## [Dataset entries]
--*--

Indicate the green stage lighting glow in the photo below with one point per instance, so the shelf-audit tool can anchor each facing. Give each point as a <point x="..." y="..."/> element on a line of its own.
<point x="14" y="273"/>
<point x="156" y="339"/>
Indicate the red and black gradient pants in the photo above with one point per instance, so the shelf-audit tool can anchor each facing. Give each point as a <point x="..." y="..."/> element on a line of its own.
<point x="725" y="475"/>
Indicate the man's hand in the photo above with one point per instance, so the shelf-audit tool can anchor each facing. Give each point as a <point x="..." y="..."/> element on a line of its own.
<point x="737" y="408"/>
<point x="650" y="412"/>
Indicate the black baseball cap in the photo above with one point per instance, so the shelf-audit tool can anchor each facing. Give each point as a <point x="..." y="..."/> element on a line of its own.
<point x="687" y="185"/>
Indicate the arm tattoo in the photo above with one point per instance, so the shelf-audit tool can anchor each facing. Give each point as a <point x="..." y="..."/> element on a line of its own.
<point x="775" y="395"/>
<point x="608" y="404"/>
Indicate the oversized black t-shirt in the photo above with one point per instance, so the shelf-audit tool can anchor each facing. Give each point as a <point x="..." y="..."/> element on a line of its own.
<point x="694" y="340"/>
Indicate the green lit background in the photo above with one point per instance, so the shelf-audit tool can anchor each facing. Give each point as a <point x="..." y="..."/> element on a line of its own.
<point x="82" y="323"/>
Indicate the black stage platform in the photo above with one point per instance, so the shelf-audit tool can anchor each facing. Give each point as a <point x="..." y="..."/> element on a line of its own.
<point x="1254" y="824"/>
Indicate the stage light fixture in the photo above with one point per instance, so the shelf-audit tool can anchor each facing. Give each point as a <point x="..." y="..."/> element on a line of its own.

--*--

Please retype the whole listing above word for word, keeping every line in its original order.

Indicate the green stage lighting glow in the photo below with one point per instance, so the shelf-audit tool can anchor each facing. Give each point as a <point x="..." y="..."/> element on a line of its own.
<point x="14" y="273"/>
<point x="156" y="339"/>
Indicate the red and black gradient pants in the photo above with one point per instance, so the shelf-audit tool can anchor each facing. Give each point as a <point x="..." y="..."/> element on a line of its own.
<point x="725" y="475"/>
Indicate the man's hand in the photo above with one point per instance, so the shelf-audit tool can anchor each facing. Give each point as a <point x="..." y="..."/> element on a line of its own.
<point x="737" y="408"/>
<point x="650" y="412"/>
Indicate the black baseball cap in the photo above with one point per instance, so the shelf-audit tool can anchor each facing. Give each point as a <point x="..." y="..."/> element on a line of its own.
<point x="687" y="185"/>
Indicate the arm tattoo in the photo above with one point per instance, so the shelf-audit tool can anchor each facing. Give each point as a <point x="..." y="..."/> element on a line of its own.
<point x="775" y="395"/>
<point x="608" y="404"/>
Indicate the oversized black t-shirt in the photo above with one point per instance, so the shelf-audit tool can anchor each facing. Give each point as a <point x="..." y="..."/> element on a line of its own.
<point x="694" y="340"/>
Indicate the green lit background in the photo above with one point per instance, so the shelf-audit tool can anchor each facing. Give each point as a <point x="..." y="..."/> element on a line of its own.
<point x="82" y="323"/>
Indicate the black stage platform in the photo above with one point per instance, so the shelf-audit tool can anchor each facing. Give each point as a <point x="..." y="..."/> element on a line of its own.
<point x="1254" y="824"/>
Indicate the stage light fixture in the photo above with one point per instance, so the shelf-audit tool can anchor each facing. Give each point as a <point x="..." y="..."/> element on a line of its own.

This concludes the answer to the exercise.